_Exercise aim_
Reproduce the stretch of the Crystal pension plan text from "The Company’s Cleo subsidiary administers" through "by the Company.", word for word.

_Extracted text_

The Company’s Cleo subsidiary administers a defined benefit pension plan covering substantially all salaried employees of Crystal. The plan, acquired as part of the Crystal acquisition on October 18, 2002, was frozen on November 2, 2002 and terminated September 30, 2003. Future benefits to Crystal division employees will be provided by participation in an existing defined contribution profit sharing and 401(k) plan. The Company’s Cleo subsidiary also administers a postretirement medical plan covering substantially all active employees of the former Crystal division. The plan was frozen to new participants prior to Crystal’s acquisition by the Company.

_Material shown_

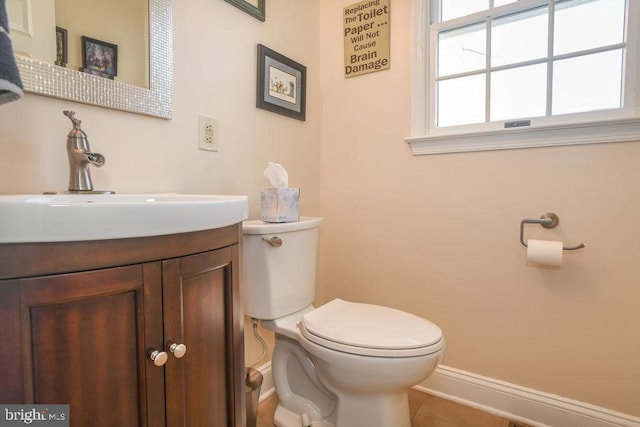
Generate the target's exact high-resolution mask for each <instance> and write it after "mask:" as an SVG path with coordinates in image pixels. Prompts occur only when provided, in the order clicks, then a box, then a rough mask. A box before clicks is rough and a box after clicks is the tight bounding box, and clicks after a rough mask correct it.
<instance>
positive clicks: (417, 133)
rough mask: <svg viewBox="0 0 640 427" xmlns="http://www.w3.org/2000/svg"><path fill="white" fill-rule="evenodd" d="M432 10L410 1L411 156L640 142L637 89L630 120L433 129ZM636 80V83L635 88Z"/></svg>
mask: <svg viewBox="0 0 640 427" xmlns="http://www.w3.org/2000/svg"><path fill="white" fill-rule="evenodd" d="M630 1H632V2H635V1H640V0H630ZM428 9H429V4H428V0H412V11H411V17H412V22H411V31H412V57H411V62H412V63H411V117H410V118H411V136H410V137H407V138H405V141H406V142H407V143H408V144H409V145H410V147H411V151H412V153H413V155H416V156H417V155H426V154H441V153H458V152H470V151H489V150H509V149H519V148H533V147H552V146H565V145H582V144H602V143H609V142H629V141H640V111H639V109H638V105H639V104H640V102H638V98H639V94H638V93H639V92H640V90H638V88H637V87H634V88H633V92H634V93H635V102H634V105H635V107H634V110H633V111H631V112H630V113H631V115H627V116H622V117H620V115H619V114H618V113H619V112H614V113H613V114H611V115H607V114H605V115H603V117H602V119H599V120H597V121H591V122H587V123H584V122H582V123H573V124H567V123H566V121H565V120H563V123H560V124H557V123H554V121H555V120H554V118H552V117H550V118H546V119H547V120H542V122H543V124H540V125H537V126H532V127H526V128H512V129H503V128H500V127H499V126H501V123H498V124H497V125H496V127H495V128H492V129H488V128H487V127H483V128H482V130H470V131H467V130H461V131H456V129H455V128H451V129H444V128H442V129H429V123H428V115H429V104H428V103H429V96H428V82H429V72H430V70H429V69H428V68H429V61H428V55H429V52H428V50H429V39H428V37H429V34H428V33H429V31H425V30H424V29H425V28H428V27H427V25H428V22H429V10H428ZM628 19H629V22H628V25H630V26H632V28H635V29H636V30H637V29H638V28H639V26H640V17H638V16H629V17H628ZM637 35H638V33H637V32H636V33H635V36H637ZM634 54H635V55H633V56H632V57H635V58H636V67H635V68H636V74H638V73H640V64H638V62H640V55H638V54H637V53H636V52H634ZM638 80H640V79H639V78H636V79H634V82H635V86H637V85H638V83H639V82H638ZM627 114H629V112H627ZM532 121H533V120H532Z"/></svg>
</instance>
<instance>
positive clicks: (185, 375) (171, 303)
mask: <svg viewBox="0 0 640 427" xmlns="http://www.w3.org/2000/svg"><path fill="white" fill-rule="evenodd" d="M236 251H237V249H236V247H235V246H232V247H227V248H223V249H219V250H215V251H210V252H204V253H201V254H197V255H193V256H188V257H184V258H179V259H173V260H167V261H164V262H163V299H164V310H165V324H164V325H165V347H166V348H170V347H171V345H172V344H174V343H178V344H184V345H186V347H187V351H186V354H185V355H184V357H182V358H180V359H178V358H175V356H174V355H172V354H171V353H170V354H169V361H168V362H167V364H166V387H167V391H166V395H167V398H166V399H167V402H166V405H167V426H168V427H190V426H198V427H218V426H224V427H230V426H235V425H236V420H235V417H236V415H235V411H236V410H237V408H236V407H235V405H236V404H237V405H240V404H241V403H240V401H237V402H235V401H236V399H235V398H234V395H235V390H234V378H235V374H234V372H236V371H237V369H236V368H237V366H236V365H234V349H233V347H234V346H233V336H234V332H233V330H232V328H233V304H232V298H233V292H234V282H236V284H237V278H235V277H234V276H233V264H234V263H233V261H234V256H235V254H236V253H237V252H236ZM225 307H226V308H225ZM236 359H237V360H238V361H239V363H242V353H239V354H238V355H237V357H236ZM237 363H238V362H236V364H237Z"/></svg>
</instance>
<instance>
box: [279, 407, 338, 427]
mask: <svg viewBox="0 0 640 427" xmlns="http://www.w3.org/2000/svg"><path fill="white" fill-rule="evenodd" d="M273 424H274V425H276V426H277V427H307V426H311V427H336V426H335V424H333V423H332V422H329V421H326V420H322V421H313V422H312V423H311V424H305V423H303V420H302V416H301V415H300V414H298V413H296V412H293V411H290V410H289V409H287V408H285V407H283V406H282V405H278V407H277V408H276V412H275V414H274V415H273Z"/></svg>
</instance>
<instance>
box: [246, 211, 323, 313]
mask: <svg viewBox="0 0 640 427" xmlns="http://www.w3.org/2000/svg"><path fill="white" fill-rule="evenodd" d="M321 222H322V218H318V217H301V218H300V221H297V222H286V223H268V222H263V221H260V220H254V221H245V222H243V223H242V233H243V238H242V245H243V246H242V272H241V281H242V286H243V288H242V292H243V301H244V310H245V314H246V315H248V316H250V317H253V318H256V319H264V320H271V319H277V318H279V317H283V316H286V315H288V314H291V313H295V312H296V311H299V310H302V309H303V308H305V307H307V306H309V305H310V304H311V303H312V302H313V300H314V298H315V285H316V258H317V252H318V234H319V227H320V223H321ZM272 239H273V240H272ZM269 242H271V243H272V244H271V243H269ZM279 242H281V243H282V244H281V245H279Z"/></svg>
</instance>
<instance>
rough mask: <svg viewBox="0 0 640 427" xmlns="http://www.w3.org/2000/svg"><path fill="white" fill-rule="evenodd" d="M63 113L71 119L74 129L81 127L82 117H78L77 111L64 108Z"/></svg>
mask: <svg viewBox="0 0 640 427" xmlns="http://www.w3.org/2000/svg"><path fill="white" fill-rule="evenodd" d="M62 114H64V115H65V116H67V117H69V120H71V123H73V129H74V130H75V129H80V124H81V123H82V121H81V120H80V119H76V118H75V115H76V112H75V111H70V110H64V111H63V112H62Z"/></svg>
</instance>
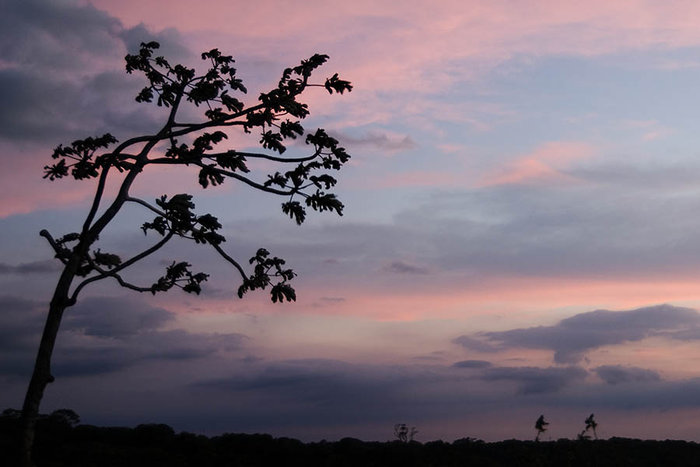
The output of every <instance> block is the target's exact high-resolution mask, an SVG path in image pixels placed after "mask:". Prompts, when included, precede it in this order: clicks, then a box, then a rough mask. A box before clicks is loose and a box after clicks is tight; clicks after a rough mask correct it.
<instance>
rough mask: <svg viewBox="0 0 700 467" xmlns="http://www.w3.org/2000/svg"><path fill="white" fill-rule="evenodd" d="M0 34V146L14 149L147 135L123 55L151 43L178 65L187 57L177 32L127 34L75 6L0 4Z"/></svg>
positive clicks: (151, 114) (142, 111)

_Answer section_
The Company’s Cleo subsidiary administers a defined benefit pension plan covering substantially all salaried employees of Crystal. The plan, acquired as part of the Crystal acquisition on October 18, 2002, was frozen on November 2, 2002 and terminated September 30, 2003. Future benefits to Crystal division employees will be provided by participation in an existing defined contribution profit sharing and 401(k) plan. The Company’s Cleo subsidiary also administers a postretirement medical plan covering substantially all active employees of the former Crystal division. The plan was frozen to new participants prior to Crystal’s acquisition by the Company.